_TASK INSTRUCTIONS:_
1. Transcribe the passage on prisoner temporary release word for word, starting with "Agreeing to a" and going on through "point as any.".
2. Write the next part of the passage on prisoner temporary release, picking up after its final sentence.

John Massey is not the first prisoner and will certainly not be the last whose request to visit a dying relative has been turned down. So how difficult is it to get the agreement of the authorities for release, albeit temporary, in order to deal with family tragedy?
Agreeing to a one off extension of curfew whilst a prisoner is on life or other licence is entirely within the discretion of the probation authorities. It is anybody’s guess as to why Massey’s request was not granted back in 2007 but the increasingly risk averse culture surrounding probation and supervision is probably as good a starting point as any.
I also don’t know what type of temporary release was requested by Massey back in 2010. However I would guess that it was for a ’special purpose licence’ – a form of temporary release granted to prisoners in exceptional, personal circumstances. It is designed to cover things like visits to dying relatives, funerals or other tragic circumstances and also to allow a prisoner to look after children under 16 or elderly relatives and to whom respectively they have parental responsibility or a sole caring role.

_RAW DATA:_
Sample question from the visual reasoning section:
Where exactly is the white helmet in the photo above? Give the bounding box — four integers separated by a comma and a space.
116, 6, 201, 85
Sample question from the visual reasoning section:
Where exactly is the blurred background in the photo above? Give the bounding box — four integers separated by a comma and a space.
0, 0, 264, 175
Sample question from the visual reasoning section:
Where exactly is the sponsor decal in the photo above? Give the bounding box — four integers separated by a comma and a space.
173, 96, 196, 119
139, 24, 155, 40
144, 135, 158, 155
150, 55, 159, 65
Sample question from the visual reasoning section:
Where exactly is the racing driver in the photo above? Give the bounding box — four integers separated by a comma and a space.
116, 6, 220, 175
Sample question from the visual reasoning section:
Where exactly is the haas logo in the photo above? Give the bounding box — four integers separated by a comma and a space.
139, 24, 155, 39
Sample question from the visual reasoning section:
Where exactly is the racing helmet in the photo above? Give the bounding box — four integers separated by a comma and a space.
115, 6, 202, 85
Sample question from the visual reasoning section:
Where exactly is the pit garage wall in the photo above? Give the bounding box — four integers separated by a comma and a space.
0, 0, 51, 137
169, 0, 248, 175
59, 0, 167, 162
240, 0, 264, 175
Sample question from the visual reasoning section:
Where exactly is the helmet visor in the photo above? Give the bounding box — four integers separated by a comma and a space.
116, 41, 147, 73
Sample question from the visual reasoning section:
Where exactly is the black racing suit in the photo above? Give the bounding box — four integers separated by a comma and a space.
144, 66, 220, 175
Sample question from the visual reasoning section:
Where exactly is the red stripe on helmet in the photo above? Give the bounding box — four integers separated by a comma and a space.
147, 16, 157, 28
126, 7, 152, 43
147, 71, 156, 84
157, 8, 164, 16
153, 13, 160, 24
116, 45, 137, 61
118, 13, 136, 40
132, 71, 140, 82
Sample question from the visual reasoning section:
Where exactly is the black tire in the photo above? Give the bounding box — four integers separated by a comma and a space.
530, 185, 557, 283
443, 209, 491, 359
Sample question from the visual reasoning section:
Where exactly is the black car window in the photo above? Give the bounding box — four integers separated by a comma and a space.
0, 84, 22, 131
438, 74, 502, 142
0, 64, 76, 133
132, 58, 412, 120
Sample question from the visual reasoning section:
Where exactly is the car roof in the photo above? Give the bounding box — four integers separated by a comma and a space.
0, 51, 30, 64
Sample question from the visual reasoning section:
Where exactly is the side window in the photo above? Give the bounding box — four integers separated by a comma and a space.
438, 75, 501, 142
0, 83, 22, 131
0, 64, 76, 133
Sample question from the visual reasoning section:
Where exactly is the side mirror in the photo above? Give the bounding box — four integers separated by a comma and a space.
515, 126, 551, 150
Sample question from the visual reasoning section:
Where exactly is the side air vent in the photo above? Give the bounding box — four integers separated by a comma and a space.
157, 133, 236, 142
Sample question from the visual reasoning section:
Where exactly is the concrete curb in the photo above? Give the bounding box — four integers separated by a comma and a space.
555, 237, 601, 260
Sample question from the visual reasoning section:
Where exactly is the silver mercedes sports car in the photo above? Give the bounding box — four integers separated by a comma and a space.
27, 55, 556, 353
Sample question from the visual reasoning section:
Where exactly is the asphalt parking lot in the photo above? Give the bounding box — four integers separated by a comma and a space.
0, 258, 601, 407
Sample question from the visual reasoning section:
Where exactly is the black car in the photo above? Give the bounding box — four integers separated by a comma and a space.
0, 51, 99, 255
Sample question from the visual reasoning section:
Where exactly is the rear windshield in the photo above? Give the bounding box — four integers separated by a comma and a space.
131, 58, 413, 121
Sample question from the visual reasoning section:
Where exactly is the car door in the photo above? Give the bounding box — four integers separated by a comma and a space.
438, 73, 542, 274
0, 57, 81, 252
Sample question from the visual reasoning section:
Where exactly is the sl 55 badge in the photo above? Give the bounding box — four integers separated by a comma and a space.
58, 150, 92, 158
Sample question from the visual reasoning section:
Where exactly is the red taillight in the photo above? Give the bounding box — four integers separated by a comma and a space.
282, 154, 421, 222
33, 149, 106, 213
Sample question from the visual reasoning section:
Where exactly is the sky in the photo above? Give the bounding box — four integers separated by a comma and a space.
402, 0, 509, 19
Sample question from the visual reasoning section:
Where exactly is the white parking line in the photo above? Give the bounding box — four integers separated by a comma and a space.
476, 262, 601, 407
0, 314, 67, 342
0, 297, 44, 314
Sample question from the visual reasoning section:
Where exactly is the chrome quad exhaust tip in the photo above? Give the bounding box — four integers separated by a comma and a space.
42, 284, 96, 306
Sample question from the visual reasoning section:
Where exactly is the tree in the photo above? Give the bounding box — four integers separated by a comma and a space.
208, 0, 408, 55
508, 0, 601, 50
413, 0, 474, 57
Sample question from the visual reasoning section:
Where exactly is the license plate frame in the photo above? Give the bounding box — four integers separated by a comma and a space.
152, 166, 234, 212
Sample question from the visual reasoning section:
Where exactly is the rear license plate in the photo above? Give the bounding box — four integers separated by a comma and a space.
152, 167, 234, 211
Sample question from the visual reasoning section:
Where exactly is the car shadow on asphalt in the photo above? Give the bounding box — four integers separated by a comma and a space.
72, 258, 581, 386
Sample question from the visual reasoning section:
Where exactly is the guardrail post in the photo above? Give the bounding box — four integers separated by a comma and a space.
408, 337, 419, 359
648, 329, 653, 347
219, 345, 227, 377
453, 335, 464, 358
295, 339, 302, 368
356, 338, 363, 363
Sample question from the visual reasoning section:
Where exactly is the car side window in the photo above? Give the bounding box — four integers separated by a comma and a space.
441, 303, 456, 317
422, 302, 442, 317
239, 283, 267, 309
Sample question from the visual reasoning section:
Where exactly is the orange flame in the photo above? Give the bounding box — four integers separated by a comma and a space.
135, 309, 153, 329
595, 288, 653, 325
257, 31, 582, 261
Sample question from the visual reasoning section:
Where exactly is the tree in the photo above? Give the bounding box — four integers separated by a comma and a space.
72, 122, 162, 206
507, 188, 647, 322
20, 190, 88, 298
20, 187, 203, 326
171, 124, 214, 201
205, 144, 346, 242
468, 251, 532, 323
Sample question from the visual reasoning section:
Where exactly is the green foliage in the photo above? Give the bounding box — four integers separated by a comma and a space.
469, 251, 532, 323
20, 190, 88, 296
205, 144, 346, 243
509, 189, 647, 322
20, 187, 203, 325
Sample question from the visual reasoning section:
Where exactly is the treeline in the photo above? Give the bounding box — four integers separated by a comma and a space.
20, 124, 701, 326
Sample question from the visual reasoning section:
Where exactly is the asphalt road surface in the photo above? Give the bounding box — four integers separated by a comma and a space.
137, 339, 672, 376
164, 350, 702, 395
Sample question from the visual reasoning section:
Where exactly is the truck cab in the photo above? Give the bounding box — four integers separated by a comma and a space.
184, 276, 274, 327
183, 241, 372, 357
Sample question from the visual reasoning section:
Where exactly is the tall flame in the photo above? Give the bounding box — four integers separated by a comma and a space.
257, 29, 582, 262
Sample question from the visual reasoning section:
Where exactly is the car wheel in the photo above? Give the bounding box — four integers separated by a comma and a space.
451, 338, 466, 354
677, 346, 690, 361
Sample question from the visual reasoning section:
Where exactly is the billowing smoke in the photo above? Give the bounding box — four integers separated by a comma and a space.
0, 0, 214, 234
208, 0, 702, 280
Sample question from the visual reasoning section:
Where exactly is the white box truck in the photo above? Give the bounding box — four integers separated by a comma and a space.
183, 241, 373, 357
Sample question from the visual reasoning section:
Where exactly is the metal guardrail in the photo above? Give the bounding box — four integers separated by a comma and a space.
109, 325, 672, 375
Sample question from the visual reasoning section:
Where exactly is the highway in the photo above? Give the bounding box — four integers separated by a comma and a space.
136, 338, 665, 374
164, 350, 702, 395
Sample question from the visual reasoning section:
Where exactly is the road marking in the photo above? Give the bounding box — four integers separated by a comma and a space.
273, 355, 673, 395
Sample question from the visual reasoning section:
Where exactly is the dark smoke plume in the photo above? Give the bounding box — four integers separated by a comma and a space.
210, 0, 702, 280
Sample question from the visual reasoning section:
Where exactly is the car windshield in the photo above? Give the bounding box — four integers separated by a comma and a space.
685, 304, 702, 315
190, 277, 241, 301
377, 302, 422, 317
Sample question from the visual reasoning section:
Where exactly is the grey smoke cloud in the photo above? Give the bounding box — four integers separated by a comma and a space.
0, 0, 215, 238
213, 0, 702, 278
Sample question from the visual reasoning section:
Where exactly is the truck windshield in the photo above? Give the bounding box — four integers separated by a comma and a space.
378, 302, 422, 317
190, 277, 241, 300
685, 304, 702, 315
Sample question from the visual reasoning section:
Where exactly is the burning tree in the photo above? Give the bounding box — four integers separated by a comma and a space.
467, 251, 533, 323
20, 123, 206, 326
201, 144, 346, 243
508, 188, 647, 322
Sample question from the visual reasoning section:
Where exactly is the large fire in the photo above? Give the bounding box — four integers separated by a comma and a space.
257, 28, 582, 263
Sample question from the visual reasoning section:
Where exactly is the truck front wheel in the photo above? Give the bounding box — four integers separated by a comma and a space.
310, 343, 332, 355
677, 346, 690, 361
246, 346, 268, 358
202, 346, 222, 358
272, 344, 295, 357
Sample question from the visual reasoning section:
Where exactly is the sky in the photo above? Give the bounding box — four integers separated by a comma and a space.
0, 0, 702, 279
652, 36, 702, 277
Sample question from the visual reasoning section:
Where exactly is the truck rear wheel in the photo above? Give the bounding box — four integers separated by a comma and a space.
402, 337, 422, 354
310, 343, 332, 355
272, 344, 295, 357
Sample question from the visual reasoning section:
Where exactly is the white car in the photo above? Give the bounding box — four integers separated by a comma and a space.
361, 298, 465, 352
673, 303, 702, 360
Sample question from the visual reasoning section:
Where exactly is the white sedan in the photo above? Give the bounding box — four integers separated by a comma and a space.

_ANSWERS TO THE EXERCISES:_
1.
Agreeing to a one off extension of curfew whilst a prisoner is on life or other licence is entirely within the discretion of the probation authorities. It is anybody’s guess as to why Massey’s request was not granted back in 2007 but the increasingly risk averse culture surrounding probation and supervision is probably as good a starting point as any.

2.
Clogging up the system
Guidance on the use and types of temporary release are set out in Prison Service Order (PSO) 6300 – prisoners can apply for a ‘special purpose licence’:
For a life sentenced prisoner like Massey, there are also further requirements that need to be met. Lifers will only be eligible for ROTL, including special purpose licence, if they are held in open conditions. They must also have spent a certain amount of time in open conditions, dependant on the length of time until their next parole review as calculated from the date of their arrival in open conditions. Any request for temporary release is subject to a rigorous risk assessment and the probation service must be consulted to ensure that any victim issues are addressed.
Speaking to the Guardian about John Massey’s breach of the rules, the former chief inspector of prisons Lord Ramsbotham said that ‘of course, technically, Massey [was] in the wrong’. ‘But that’s no excuse for clogging up an expensive system with people from whom the public do not seem to need to be protected.’
John Massey now has a further escape and capture added to his prison CV. The prison service will be keen to find out how the escape was allowed to happen. However there is no suggestion that John Massey ever posed a risk to the public or committed further criminal offences during his recent escape or that he ever did so during his other longer periods at large (including a three year period on the run following an escape in 1994).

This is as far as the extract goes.